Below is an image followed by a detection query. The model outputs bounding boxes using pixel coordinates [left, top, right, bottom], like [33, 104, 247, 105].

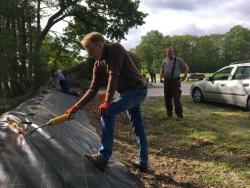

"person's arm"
[181, 63, 189, 81]
[65, 62, 102, 118]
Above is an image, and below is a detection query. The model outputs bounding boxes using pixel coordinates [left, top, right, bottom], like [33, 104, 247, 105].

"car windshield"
[212, 67, 233, 80]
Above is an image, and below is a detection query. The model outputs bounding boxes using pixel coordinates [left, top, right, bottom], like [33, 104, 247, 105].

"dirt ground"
[84, 99, 199, 188]
[84, 96, 250, 188]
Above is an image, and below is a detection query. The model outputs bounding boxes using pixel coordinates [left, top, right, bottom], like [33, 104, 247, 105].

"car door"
[204, 67, 233, 102]
[226, 66, 250, 107]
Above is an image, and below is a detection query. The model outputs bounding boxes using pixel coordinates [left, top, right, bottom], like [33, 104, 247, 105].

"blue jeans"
[99, 87, 148, 167]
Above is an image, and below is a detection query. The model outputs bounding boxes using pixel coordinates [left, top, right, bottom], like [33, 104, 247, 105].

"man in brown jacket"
[66, 32, 148, 170]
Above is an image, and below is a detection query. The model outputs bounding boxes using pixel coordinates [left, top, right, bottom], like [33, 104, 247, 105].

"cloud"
[170, 23, 205, 36]
[141, 0, 219, 11]
[122, 0, 250, 49]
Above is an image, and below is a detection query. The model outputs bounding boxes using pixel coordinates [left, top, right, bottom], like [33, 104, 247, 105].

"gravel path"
[148, 82, 191, 97]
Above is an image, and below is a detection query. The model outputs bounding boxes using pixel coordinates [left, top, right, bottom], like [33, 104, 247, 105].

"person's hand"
[65, 104, 79, 119]
[99, 101, 110, 116]
[181, 76, 187, 81]
[97, 93, 106, 100]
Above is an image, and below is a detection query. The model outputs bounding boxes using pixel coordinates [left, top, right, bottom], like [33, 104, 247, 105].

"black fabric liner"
[0, 90, 138, 188]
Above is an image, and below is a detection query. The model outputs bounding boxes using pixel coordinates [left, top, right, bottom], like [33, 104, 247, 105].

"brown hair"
[82, 32, 105, 45]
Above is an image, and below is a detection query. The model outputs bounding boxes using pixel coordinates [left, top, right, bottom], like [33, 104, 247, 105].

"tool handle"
[49, 114, 70, 125]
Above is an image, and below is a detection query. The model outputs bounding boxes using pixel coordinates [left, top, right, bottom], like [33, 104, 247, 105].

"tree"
[0, 0, 146, 96]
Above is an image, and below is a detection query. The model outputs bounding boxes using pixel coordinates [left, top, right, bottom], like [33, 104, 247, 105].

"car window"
[213, 67, 233, 80]
[233, 66, 250, 80]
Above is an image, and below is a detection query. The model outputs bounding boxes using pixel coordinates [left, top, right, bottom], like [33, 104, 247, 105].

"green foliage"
[0, 0, 146, 97]
[135, 26, 250, 72]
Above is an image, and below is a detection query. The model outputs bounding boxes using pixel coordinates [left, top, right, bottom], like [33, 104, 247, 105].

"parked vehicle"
[190, 60, 250, 110]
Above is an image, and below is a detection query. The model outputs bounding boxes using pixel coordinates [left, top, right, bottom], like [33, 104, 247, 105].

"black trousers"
[164, 79, 183, 117]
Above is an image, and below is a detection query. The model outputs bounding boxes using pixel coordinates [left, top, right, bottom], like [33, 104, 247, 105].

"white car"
[190, 60, 250, 110]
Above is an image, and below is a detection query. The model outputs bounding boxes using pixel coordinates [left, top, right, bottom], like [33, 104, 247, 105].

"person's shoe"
[176, 117, 184, 122]
[130, 161, 150, 172]
[84, 153, 108, 171]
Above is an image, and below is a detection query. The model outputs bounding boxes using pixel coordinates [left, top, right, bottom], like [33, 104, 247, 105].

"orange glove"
[65, 104, 79, 118]
[99, 101, 110, 116]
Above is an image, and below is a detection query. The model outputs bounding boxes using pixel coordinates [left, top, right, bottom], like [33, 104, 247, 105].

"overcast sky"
[121, 0, 250, 49]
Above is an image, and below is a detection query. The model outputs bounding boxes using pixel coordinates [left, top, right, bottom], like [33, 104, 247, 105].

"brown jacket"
[77, 43, 147, 106]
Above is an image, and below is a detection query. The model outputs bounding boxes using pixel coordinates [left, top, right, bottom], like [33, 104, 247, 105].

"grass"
[86, 97, 250, 188]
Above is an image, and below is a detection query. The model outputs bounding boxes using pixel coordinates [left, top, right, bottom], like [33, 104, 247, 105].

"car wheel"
[192, 88, 203, 103]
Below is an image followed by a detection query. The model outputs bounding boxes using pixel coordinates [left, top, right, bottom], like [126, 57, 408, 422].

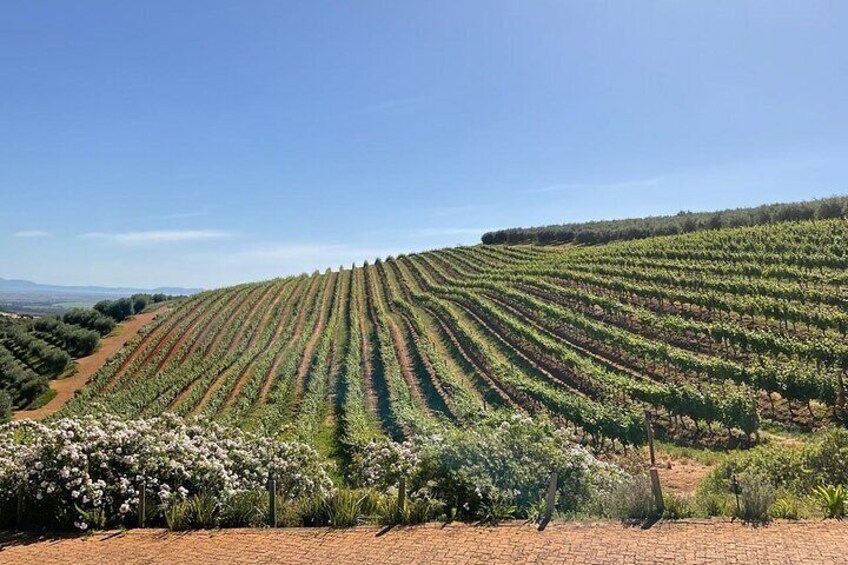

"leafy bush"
[663, 493, 695, 520]
[414, 414, 622, 518]
[62, 308, 115, 335]
[700, 428, 848, 496]
[769, 498, 800, 520]
[738, 475, 775, 523]
[0, 390, 12, 424]
[694, 491, 727, 517]
[813, 485, 848, 520]
[0, 415, 333, 530]
[601, 475, 657, 520]
[351, 439, 419, 489]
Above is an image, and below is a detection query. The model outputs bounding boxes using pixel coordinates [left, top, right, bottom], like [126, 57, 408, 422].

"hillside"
[65, 220, 848, 462]
[482, 196, 848, 245]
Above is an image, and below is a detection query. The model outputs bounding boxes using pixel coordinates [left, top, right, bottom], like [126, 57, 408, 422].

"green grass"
[654, 440, 727, 466]
[26, 388, 59, 410]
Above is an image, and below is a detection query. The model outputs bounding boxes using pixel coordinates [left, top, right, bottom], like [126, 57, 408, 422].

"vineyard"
[63, 219, 848, 468]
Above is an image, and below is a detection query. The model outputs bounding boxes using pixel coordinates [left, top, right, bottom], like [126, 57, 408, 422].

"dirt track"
[12, 307, 167, 420]
[0, 520, 848, 565]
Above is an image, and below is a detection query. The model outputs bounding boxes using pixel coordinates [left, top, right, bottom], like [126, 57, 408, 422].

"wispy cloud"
[80, 230, 235, 244]
[12, 230, 50, 238]
[357, 96, 431, 114]
[430, 204, 481, 218]
[159, 210, 209, 220]
[407, 227, 490, 237]
[530, 176, 666, 193]
[234, 242, 402, 274]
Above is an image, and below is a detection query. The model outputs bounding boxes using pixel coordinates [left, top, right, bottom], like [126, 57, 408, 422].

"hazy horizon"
[0, 1, 848, 288]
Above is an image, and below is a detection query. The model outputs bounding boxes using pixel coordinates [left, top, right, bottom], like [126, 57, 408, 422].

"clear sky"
[0, 0, 848, 288]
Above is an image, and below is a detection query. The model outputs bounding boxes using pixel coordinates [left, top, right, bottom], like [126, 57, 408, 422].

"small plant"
[769, 498, 799, 520]
[404, 498, 444, 525]
[604, 475, 656, 520]
[480, 494, 518, 526]
[737, 475, 775, 523]
[695, 492, 727, 517]
[813, 485, 848, 520]
[325, 489, 366, 528]
[376, 496, 444, 526]
[527, 493, 559, 524]
[165, 500, 190, 530]
[220, 490, 268, 527]
[189, 494, 218, 528]
[663, 493, 695, 520]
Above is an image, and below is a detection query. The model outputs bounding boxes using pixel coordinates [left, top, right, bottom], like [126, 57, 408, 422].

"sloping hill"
[65, 220, 848, 455]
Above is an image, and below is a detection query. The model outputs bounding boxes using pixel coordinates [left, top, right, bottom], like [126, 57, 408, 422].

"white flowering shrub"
[0, 415, 333, 530]
[351, 439, 418, 489]
[415, 414, 623, 518]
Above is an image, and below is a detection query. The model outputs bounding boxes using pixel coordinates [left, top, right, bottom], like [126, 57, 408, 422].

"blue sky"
[0, 0, 848, 287]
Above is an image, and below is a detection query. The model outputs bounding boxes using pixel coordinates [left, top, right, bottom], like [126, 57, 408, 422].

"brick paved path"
[0, 520, 848, 565]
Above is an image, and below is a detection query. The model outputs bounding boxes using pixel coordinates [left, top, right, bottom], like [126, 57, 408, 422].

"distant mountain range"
[0, 277, 203, 296]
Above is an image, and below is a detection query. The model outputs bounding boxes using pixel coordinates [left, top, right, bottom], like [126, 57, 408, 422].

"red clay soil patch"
[0, 520, 848, 565]
[657, 456, 712, 494]
[12, 306, 170, 420]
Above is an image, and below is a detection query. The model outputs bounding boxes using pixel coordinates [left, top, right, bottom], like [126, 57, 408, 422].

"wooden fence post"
[138, 479, 147, 528]
[544, 471, 557, 524]
[398, 477, 406, 519]
[15, 485, 24, 528]
[645, 410, 665, 514]
[268, 475, 277, 528]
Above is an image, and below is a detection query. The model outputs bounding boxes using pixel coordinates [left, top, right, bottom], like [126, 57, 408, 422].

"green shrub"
[663, 493, 695, 520]
[804, 428, 848, 485]
[220, 490, 268, 527]
[601, 475, 657, 520]
[769, 498, 800, 520]
[164, 500, 191, 530]
[701, 429, 848, 496]
[695, 491, 728, 517]
[737, 475, 775, 523]
[411, 414, 622, 520]
[813, 485, 848, 520]
[188, 494, 218, 528]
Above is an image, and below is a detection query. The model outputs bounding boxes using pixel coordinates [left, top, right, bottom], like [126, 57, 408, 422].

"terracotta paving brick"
[0, 520, 848, 565]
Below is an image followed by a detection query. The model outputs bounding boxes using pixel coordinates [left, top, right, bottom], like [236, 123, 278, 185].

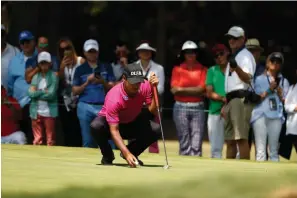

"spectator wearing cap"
[205, 44, 229, 158]
[279, 65, 297, 159]
[136, 41, 165, 153]
[1, 85, 26, 144]
[171, 41, 207, 156]
[72, 39, 115, 148]
[222, 26, 256, 159]
[1, 24, 20, 89]
[251, 52, 289, 161]
[28, 52, 59, 146]
[57, 37, 85, 147]
[245, 38, 265, 79]
[25, 36, 59, 83]
[111, 41, 130, 81]
[7, 30, 37, 144]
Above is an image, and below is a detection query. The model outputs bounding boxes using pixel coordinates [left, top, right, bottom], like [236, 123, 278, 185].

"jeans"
[173, 102, 205, 156]
[32, 115, 56, 146]
[207, 114, 224, 158]
[253, 116, 282, 161]
[77, 102, 102, 148]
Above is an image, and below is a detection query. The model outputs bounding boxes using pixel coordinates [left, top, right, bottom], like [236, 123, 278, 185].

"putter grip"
[153, 86, 160, 108]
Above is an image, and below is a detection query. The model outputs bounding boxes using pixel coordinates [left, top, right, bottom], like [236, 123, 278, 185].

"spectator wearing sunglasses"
[25, 36, 59, 83]
[171, 41, 207, 156]
[1, 24, 20, 89]
[72, 39, 115, 148]
[205, 44, 229, 158]
[7, 30, 37, 144]
[251, 52, 290, 161]
[222, 26, 256, 159]
[58, 37, 85, 147]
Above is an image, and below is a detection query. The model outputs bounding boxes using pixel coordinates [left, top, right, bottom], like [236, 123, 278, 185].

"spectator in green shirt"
[205, 44, 229, 158]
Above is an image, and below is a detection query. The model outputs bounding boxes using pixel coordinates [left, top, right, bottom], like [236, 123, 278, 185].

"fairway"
[2, 142, 297, 198]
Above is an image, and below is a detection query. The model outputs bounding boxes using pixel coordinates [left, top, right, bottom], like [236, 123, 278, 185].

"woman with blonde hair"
[251, 52, 289, 161]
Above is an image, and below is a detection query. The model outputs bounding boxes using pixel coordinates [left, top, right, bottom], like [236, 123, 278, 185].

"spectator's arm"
[28, 74, 45, 98]
[25, 67, 39, 84]
[40, 75, 59, 100]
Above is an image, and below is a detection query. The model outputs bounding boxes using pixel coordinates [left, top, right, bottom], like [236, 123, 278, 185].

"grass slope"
[2, 142, 297, 198]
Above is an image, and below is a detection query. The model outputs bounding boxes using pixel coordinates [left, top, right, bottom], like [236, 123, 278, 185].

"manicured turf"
[2, 142, 297, 198]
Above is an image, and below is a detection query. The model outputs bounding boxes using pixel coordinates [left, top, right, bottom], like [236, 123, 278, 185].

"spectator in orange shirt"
[171, 41, 207, 156]
[1, 85, 27, 144]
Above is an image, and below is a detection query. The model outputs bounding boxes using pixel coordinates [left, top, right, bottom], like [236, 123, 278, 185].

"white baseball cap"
[37, 52, 52, 63]
[182, 41, 198, 50]
[136, 43, 157, 52]
[84, 39, 99, 52]
[226, 26, 244, 38]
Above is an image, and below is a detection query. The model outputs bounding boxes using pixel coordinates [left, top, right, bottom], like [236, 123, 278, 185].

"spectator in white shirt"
[136, 42, 165, 153]
[1, 25, 20, 89]
[222, 26, 256, 159]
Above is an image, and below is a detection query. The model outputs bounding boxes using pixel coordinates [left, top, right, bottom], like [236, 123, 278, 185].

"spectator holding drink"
[205, 44, 229, 158]
[171, 41, 207, 156]
[58, 37, 85, 147]
[28, 52, 59, 146]
[251, 52, 289, 161]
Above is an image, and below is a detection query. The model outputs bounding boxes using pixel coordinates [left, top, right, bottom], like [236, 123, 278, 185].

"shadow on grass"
[96, 163, 163, 168]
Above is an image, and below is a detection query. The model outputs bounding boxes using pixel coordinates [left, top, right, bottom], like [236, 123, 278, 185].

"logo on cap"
[130, 71, 142, 76]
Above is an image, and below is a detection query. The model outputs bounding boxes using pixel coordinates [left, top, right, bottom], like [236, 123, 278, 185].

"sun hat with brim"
[136, 43, 157, 52]
[245, 38, 264, 52]
[37, 52, 52, 63]
[123, 63, 144, 84]
[267, 52, 285, 65]
[225, 26, 245, 38]
[84, 39, 99, 52]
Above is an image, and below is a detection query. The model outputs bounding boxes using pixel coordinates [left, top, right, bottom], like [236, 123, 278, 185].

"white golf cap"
[245, 38, 264, 51]
[226, 26, 244, 38]
[84, 39, 99, 52]
[37, 52, 52, 63]
[136, 43, 157, 52]
[182, 41, 198, 50]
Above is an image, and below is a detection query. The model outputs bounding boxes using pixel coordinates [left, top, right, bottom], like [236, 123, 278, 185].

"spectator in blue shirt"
[72, 39, 115, 148]
[8, 31, 37, 144]
[25, 36, 59, 84]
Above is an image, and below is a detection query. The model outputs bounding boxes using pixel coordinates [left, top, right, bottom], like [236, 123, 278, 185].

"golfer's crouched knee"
[90, 116, 106, 143]
[150, 120, 161, 142]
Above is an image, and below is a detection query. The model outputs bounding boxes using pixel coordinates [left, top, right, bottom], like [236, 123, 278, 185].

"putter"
[153, 86, 169, 169]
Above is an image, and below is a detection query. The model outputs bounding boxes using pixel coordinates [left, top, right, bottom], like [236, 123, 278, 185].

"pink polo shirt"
[98, 80, 152, 124]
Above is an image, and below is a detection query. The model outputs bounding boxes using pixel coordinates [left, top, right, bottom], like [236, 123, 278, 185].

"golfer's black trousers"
[91, 110, 160, 160]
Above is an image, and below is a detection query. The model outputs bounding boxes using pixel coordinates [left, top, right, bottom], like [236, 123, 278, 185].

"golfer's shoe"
[120, 153, 144, 166]
[101, 157, 114, 166]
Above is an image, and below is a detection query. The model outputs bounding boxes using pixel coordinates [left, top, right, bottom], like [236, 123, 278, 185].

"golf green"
[2, 142, 297, 198]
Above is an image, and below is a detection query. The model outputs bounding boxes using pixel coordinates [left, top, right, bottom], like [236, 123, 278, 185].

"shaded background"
[1, 1, 297, 141]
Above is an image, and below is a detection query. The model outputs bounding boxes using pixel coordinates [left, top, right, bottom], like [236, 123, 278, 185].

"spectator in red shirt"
[171, 41, 207, 156]
[1, 85, 27, 144]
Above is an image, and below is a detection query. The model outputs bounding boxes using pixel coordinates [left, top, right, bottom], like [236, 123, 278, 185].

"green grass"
[2, 142, 297, 198]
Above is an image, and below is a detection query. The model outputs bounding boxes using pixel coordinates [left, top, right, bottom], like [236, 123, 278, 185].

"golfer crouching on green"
[91, 63, 160, 167]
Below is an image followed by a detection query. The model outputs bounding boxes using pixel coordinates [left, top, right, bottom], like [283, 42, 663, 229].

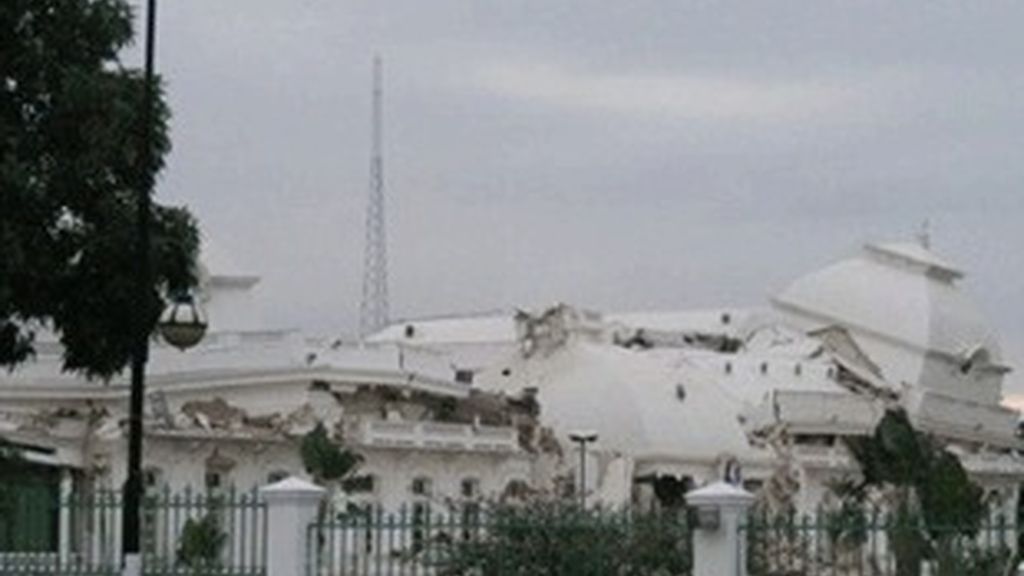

################

Rewrite the stretch of material from its start through the line containing "[122, 0, 250, 49]", replacing "detection query" with "localization query" and keeping everything else the same. Leave the pictures out of your answer.

* **Expected answer**:
Below is an image followed by a localization query. The model outputs bounding boxes using pixel coordinates [left, top, right, bottom], like [33, 104, 247, 105].


"person's arm"
[181, 63, 189, 81]
[65, 62, 102, 118]
Above is an image, and below is a localization query. The model outputs bounding boxes using pixel coordinates [left, top, right, bottom], like [33, 104, 247, 105].

"car windshield"
[212, 67, 233, 80]
Above is an image, and below is a localization query. The model outputs bounding boxes using pixel coordinates [left, top, right, bottom], like [33, 104, 247, 105].

"dirt ground"
[84, 99, 199, 188]
[84, 96, 250, 188]
Above is an image, and below is a localization query. The model outputs bounding boxes using pixel coordinates [left, top, right, bottom], like [33, 104, 247, 105].

"car door"
[204, 67, 233, 102]
[226, 66, 250, 107]
Above is an image, and below is a localization query. The model outputs bounding boxes using pixel coordinates [left, top, right, bottom], like [33, 104, 247, 105].

"blue jeans"
[99, 87, 148, 167]
Above is an image, and below is a localization query. The model outputs bounding boxes using pixel coordinates [left, top, right, bottom], like [33, 104, 247, 105].

"man in brown jacket"
[66, 32, 148, 170]
Above is an image, and below is a localization query. The model outputs bounding boxes using pixel coordinates [left, top, right, bottom], like [33, 104, 247, 105].

"cloud"
[170, 23, 205, 36]
[141, 0, 219, 11]
[122, 0, 250, 49]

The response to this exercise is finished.